## What you should do
Rewrite the lines below, putting "image" in place of "photograph" every time it occurs and leaving everything else the same. Omit the pictures from your version.

[Data items]
====

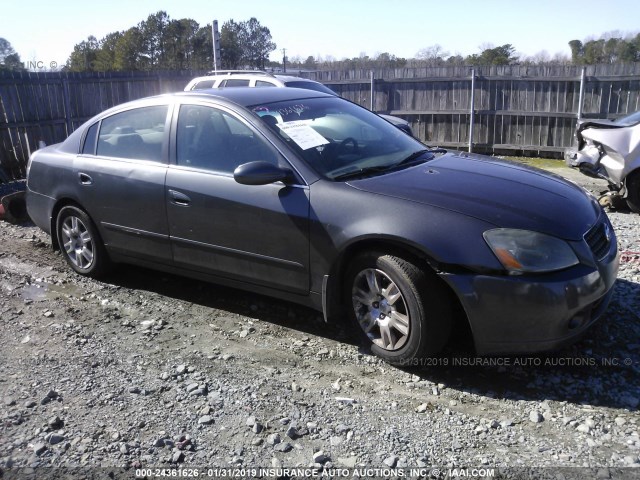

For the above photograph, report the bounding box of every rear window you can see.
[193,80,216,90]
[96,105,169,162]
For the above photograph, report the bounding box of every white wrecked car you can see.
[565,111,640,213]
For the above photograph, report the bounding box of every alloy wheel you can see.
[351,268,411,350]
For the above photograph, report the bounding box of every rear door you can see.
[166,103,309,294]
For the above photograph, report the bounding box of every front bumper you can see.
[445,235,619,355]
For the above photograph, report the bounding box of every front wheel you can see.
[625,169,640,213]
[56,206,109,277]
[345,252,452,366]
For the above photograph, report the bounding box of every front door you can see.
[166,105,309,294]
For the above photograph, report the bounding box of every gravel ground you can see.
[0,169,640,478]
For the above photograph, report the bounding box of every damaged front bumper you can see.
[0,180,29,224]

====

## The answer
For the above image, report the bounding box of every rear window you can see.
[193,80,216,90]
[96,105,169,162]
For the above image, report the bounding box of every white wrecked car you can see.
[565,111,640,213]
For the above image, report the bounding box of every alloy wheel you can see.
[351,268,411,350]
For the above image, report the bounding box of every rear door you can see.
[166,103,309,294]
For the above image, report the bounding box of every front bumper you can see.
[445,235,619,355]
For the above image, report the bounding box of every front wheel you can see.
[625,169,640,213]
[56,206,109,277]
[345,252,452,366]
For the above image, report the bounding box of every front door you can see.
[166,105,309,294]
For the above image, report the bounding box of every gravel ground you can see.
[0,169,640,478]
For the above image, report the bounding box of every damaged front bumper you can see.
[0,180,29,224]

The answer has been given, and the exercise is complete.